## Given task
List every line in the listing below that contains the word "metal", reproducing each line in full.
* start Given data *
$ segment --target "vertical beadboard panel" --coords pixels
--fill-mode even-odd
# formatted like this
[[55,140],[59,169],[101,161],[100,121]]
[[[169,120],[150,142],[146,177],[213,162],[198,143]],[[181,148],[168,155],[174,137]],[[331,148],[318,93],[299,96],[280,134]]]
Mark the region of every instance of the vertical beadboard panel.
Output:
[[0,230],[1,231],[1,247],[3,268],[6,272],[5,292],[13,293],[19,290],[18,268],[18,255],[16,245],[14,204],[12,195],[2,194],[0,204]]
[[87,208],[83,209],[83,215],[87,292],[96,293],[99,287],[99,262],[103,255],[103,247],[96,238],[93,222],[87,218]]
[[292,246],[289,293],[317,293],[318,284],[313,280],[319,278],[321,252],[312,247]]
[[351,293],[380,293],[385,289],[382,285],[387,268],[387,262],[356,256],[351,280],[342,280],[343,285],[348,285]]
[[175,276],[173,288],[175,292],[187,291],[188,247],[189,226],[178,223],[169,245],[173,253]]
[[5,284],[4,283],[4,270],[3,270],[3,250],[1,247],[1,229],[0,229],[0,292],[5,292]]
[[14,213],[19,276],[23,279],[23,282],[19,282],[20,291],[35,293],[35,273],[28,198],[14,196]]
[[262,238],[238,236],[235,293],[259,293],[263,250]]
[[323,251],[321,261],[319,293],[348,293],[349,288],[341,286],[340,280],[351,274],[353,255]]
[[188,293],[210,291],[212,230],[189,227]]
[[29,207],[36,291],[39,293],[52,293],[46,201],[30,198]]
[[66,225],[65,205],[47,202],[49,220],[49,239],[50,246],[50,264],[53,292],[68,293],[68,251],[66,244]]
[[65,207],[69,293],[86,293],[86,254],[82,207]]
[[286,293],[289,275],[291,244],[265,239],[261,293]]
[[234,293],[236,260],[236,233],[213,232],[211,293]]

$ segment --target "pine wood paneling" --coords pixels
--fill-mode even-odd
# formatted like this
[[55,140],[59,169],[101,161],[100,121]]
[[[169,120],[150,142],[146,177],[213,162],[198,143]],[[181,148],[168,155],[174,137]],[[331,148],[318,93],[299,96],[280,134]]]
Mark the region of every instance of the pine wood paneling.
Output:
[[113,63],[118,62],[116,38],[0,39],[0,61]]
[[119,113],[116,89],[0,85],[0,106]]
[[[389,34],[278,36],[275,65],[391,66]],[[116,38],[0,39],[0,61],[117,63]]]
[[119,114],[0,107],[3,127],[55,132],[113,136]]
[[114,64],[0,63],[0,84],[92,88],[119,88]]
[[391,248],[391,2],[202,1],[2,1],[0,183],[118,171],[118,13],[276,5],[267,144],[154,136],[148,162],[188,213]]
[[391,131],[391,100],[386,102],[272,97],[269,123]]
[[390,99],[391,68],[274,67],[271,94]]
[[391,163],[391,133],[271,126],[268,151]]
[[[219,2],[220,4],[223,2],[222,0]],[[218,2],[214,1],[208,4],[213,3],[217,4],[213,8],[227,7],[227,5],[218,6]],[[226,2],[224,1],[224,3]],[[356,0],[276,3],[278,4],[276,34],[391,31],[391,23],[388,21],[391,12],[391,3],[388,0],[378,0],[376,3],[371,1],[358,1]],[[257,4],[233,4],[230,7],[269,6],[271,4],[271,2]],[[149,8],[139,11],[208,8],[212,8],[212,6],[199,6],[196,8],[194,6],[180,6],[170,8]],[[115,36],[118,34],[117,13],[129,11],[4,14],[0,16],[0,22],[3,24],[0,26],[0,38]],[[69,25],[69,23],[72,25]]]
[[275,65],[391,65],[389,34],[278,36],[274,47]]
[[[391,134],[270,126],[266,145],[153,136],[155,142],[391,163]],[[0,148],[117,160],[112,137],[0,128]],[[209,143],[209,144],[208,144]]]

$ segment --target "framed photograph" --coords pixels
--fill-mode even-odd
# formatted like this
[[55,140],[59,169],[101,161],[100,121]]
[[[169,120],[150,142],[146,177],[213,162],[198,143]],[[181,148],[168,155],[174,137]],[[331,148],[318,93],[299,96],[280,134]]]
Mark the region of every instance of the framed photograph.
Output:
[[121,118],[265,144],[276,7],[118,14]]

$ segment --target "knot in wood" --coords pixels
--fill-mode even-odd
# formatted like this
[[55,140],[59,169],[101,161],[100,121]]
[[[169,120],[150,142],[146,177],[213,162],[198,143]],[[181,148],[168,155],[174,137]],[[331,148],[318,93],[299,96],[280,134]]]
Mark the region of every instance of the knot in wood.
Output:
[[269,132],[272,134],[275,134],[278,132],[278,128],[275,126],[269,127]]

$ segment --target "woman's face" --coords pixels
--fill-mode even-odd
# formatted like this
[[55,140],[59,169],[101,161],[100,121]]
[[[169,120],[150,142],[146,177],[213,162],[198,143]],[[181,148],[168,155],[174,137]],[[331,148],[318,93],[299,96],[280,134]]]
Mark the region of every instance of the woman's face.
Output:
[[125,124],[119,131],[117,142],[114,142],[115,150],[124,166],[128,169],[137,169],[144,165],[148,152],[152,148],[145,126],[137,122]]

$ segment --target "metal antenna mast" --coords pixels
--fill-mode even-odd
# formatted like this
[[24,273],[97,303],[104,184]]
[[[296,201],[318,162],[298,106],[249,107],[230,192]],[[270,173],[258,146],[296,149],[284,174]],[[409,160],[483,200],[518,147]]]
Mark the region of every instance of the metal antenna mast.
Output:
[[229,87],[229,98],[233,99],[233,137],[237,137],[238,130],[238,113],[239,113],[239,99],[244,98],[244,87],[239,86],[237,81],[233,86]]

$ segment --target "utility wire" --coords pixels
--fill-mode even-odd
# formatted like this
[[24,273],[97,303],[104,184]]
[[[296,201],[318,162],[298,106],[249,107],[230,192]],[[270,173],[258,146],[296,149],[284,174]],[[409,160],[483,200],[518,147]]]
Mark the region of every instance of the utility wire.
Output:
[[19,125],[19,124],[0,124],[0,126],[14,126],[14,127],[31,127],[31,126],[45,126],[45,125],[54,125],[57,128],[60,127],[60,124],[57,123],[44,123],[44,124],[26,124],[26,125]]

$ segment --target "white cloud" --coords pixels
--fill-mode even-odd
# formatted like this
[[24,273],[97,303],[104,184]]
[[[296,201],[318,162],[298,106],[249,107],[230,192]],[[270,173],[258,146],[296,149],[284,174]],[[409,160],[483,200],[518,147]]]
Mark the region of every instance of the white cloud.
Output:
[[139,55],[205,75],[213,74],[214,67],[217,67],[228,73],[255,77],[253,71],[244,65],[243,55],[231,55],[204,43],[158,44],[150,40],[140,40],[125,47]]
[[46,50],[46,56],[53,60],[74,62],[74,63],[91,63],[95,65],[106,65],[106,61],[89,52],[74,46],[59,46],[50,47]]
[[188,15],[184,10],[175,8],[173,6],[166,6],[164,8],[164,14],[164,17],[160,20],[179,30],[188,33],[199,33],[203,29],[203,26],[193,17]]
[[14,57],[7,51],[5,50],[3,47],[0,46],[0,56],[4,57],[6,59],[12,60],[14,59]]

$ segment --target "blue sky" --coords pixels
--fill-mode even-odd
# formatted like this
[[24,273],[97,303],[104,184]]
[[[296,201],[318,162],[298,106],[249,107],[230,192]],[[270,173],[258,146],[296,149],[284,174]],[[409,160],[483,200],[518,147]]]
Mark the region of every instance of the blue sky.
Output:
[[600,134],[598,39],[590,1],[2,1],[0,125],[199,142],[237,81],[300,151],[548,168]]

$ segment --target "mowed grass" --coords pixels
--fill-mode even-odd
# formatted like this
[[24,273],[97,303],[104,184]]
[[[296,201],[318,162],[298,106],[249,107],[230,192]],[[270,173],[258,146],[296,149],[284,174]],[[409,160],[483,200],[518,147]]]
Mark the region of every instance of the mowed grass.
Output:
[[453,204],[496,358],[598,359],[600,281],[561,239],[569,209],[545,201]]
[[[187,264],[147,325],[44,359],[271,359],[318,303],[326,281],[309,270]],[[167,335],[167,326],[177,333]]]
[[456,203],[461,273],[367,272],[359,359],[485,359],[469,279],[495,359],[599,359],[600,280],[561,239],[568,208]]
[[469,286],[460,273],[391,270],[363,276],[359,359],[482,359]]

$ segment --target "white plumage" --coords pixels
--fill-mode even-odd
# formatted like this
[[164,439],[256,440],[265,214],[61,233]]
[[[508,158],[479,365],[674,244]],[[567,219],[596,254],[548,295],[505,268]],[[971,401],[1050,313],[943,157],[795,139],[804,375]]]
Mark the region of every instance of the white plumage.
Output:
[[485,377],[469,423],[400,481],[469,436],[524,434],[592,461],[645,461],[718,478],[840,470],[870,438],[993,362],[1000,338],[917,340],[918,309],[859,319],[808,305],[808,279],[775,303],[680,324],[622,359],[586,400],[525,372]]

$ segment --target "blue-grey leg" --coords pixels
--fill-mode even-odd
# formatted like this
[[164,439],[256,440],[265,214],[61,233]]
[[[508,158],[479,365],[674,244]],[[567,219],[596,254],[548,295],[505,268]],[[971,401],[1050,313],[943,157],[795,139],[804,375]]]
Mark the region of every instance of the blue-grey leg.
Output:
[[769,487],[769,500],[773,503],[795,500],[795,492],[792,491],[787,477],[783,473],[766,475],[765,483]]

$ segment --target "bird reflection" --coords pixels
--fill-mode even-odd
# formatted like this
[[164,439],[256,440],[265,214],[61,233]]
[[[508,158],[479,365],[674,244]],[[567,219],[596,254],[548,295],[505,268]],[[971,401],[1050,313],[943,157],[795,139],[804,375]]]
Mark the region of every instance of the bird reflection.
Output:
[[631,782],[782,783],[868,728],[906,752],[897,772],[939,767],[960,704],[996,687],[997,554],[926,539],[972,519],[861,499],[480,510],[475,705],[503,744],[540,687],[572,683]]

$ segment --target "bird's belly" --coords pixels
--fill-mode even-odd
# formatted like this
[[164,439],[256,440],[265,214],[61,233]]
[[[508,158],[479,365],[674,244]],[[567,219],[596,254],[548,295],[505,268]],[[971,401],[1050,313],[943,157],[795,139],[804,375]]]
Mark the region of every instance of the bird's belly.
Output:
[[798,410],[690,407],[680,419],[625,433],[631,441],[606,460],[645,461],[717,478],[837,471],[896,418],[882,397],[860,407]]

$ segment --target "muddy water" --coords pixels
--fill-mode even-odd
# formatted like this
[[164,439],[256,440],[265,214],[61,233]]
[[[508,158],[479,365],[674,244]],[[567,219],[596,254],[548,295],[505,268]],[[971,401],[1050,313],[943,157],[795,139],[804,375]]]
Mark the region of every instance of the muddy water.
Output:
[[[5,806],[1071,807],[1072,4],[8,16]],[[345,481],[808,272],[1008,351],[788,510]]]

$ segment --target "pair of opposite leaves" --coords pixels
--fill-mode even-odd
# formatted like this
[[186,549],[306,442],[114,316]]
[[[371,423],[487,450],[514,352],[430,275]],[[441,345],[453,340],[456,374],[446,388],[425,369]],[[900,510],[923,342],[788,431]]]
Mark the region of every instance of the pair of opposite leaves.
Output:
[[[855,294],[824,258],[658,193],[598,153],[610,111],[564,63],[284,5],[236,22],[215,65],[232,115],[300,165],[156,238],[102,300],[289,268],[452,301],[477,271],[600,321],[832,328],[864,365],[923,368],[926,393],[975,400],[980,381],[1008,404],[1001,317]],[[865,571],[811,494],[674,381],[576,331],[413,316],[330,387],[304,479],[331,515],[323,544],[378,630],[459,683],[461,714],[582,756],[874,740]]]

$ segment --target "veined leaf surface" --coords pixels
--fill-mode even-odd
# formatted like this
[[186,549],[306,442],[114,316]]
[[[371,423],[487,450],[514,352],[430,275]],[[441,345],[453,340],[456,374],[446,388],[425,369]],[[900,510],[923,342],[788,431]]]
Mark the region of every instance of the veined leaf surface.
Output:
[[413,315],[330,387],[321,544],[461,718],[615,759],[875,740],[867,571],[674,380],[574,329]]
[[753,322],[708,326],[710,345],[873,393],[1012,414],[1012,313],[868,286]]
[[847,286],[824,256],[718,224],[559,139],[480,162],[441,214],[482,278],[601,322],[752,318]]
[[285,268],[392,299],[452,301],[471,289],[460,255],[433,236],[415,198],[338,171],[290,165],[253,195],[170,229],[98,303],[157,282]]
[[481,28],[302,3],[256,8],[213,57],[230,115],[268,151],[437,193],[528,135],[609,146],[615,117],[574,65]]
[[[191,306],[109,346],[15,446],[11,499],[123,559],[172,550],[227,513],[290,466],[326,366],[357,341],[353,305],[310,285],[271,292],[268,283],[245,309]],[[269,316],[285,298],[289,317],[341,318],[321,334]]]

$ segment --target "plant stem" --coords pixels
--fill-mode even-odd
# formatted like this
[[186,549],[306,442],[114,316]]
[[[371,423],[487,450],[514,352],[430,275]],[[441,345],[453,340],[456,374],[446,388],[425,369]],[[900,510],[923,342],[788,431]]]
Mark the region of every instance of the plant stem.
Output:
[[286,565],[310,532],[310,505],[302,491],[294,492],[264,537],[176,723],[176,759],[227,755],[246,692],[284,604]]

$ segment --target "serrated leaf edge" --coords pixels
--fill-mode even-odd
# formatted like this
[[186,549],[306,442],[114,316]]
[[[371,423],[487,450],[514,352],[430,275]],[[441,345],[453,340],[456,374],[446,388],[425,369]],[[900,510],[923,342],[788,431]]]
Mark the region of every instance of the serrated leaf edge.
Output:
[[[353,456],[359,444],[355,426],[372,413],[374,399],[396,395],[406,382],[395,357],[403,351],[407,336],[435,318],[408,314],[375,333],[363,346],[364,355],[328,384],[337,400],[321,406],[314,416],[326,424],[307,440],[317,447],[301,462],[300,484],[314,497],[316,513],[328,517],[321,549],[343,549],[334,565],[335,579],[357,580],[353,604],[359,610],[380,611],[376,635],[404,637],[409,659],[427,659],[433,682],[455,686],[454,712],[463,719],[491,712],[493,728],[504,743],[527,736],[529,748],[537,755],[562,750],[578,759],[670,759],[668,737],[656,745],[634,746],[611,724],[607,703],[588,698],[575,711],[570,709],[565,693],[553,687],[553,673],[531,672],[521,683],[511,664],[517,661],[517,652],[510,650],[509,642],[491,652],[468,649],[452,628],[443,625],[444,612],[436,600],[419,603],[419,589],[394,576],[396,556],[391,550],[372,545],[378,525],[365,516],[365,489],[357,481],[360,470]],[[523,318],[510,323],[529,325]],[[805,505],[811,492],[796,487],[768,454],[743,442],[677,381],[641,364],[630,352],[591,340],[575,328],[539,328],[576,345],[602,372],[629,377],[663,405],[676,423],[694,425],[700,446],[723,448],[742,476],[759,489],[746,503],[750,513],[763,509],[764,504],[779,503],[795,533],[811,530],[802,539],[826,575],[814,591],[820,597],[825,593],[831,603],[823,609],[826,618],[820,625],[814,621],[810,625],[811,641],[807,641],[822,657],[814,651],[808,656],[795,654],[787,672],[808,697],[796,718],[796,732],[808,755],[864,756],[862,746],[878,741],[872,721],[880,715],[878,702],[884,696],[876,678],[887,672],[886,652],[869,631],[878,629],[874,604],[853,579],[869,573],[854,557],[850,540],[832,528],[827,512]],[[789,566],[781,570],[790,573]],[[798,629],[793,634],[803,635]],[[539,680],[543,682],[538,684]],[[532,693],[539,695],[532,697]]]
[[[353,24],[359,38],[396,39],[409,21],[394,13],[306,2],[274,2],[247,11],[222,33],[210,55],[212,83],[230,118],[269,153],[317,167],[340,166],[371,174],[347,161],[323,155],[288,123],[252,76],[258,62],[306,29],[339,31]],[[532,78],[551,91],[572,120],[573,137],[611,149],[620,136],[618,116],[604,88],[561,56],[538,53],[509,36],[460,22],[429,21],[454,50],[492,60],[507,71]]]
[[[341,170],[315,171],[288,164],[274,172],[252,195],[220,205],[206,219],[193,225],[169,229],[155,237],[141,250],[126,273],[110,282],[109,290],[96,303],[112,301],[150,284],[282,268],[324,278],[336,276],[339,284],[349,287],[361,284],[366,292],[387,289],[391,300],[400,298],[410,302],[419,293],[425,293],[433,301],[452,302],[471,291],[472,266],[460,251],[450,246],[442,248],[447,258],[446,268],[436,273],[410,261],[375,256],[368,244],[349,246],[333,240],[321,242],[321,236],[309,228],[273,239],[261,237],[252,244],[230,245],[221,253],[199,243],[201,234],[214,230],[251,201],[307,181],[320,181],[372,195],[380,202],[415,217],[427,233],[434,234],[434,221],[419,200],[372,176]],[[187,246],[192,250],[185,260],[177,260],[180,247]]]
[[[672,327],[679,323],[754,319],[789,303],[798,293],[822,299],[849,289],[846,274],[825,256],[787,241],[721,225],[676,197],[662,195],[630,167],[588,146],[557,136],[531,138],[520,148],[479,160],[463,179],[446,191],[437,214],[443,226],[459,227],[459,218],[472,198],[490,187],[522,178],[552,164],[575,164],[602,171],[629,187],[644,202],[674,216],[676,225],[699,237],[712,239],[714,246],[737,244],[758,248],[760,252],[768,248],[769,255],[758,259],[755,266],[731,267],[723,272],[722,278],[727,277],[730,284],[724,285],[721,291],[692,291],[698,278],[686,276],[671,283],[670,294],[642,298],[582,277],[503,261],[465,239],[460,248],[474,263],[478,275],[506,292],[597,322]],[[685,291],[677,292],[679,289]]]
* end Given data *
## Reply
$ segment --target "metal antenna mast" --coords pixels
Mark the region of every instance of the metal antenna mast.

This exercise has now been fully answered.